### EXERCISE DESCRIPTION:
Rewrite the entire listing below as a numbered list without blank lines, and omit the pictures.

##########

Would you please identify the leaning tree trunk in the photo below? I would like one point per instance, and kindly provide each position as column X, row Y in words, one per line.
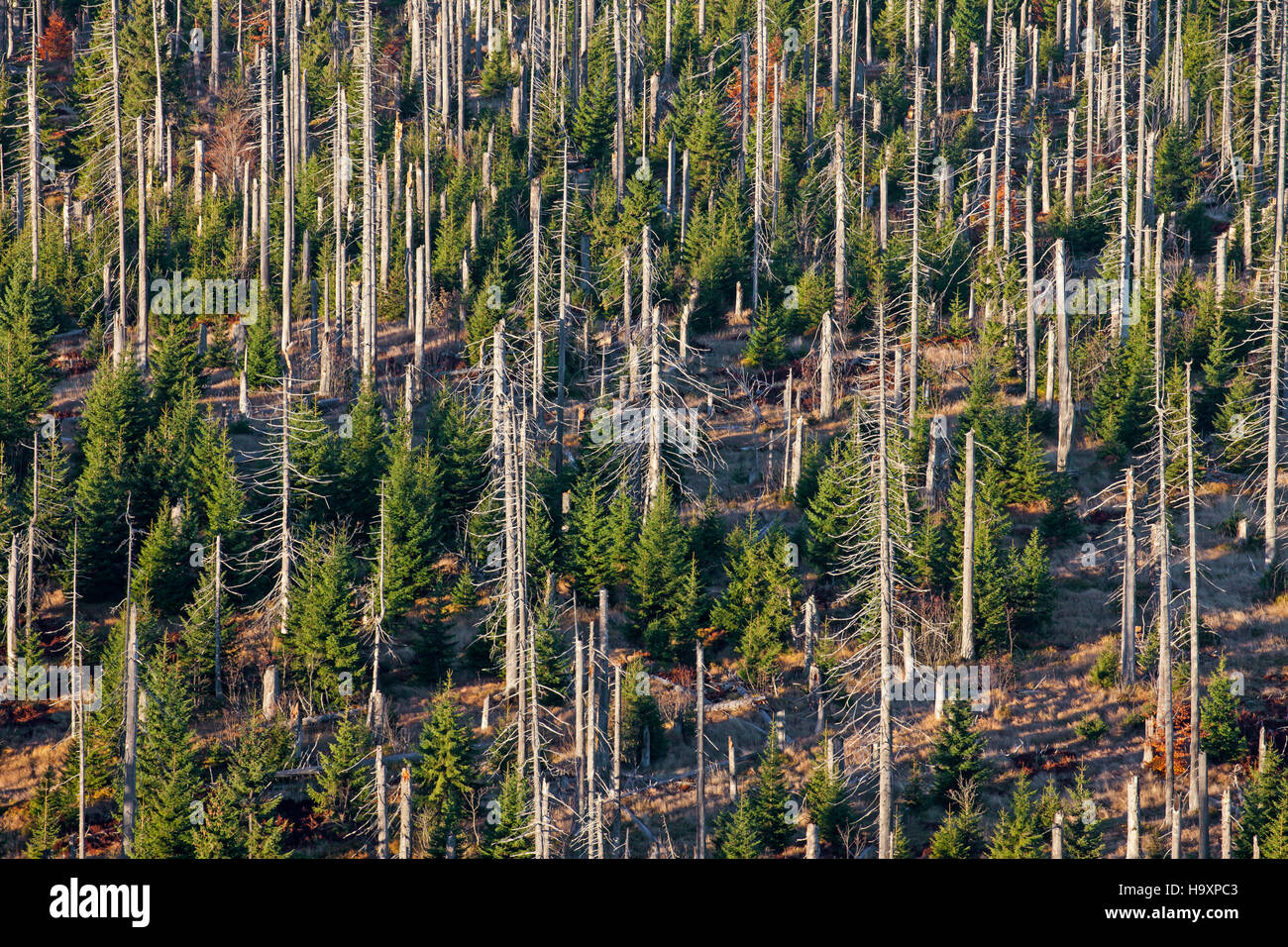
column 1127, row 643
column 1065, row 425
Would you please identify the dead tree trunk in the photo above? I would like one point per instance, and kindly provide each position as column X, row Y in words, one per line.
column 132, row 729
column 1127, row 643
column 700, row 749
column 885, row 789
column 1061, row 317
column 969, row 553
column 1194, row 595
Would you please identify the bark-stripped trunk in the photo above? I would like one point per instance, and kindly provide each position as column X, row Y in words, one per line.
column 1127, row 637
column 132, row 731
column 1065, row 424
column 969, row 553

##########

### SOLUTION TO THE PROBLEM:
1. Would you please identify the leaning tree trunk in the photo below? I would like one point per instance, and kindly provide each position as column X, row Y in words, one per line.
2. column 1127, row 643
3. column 1065, row 425
4. Would you please identify the dead tree trunk in the photo above? I would like one point per instance, and kindly provide each position as column X, row Y in words, one per line.
5. column 132, row 729
6. column 1127, row 643
7. column 700, row 749
8. column 885, row 789
9. column 1061, row 317
10. column 969, row 553
11. column 1194, row 595
12. Would you please identify the bark-stripped trunk in the photo above? I would like one point per instance, and kindly provide each position as column X, row Y in words, one per line.
13. column 1127, row 637
14. column 132, row 731
15. column 1065, row 424
16. column 969, row 553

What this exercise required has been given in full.